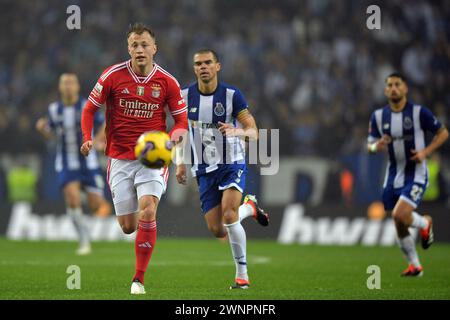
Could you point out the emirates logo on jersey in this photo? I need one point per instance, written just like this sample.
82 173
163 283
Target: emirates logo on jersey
137 108
140 90
156 90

Work to do →
Could you write out every line of the rows above as a numbered list, skipping any blank lines and leaving the pictures out?

Solution for this problem →
1. Could you point out the emirates logo on jersey in this photo? I need one point per instance, written just like this sample.
2. 82 173
3. 163 283
4. Target: emirates logo on jersey
5. 137 108
6. 140 90
7. 156 90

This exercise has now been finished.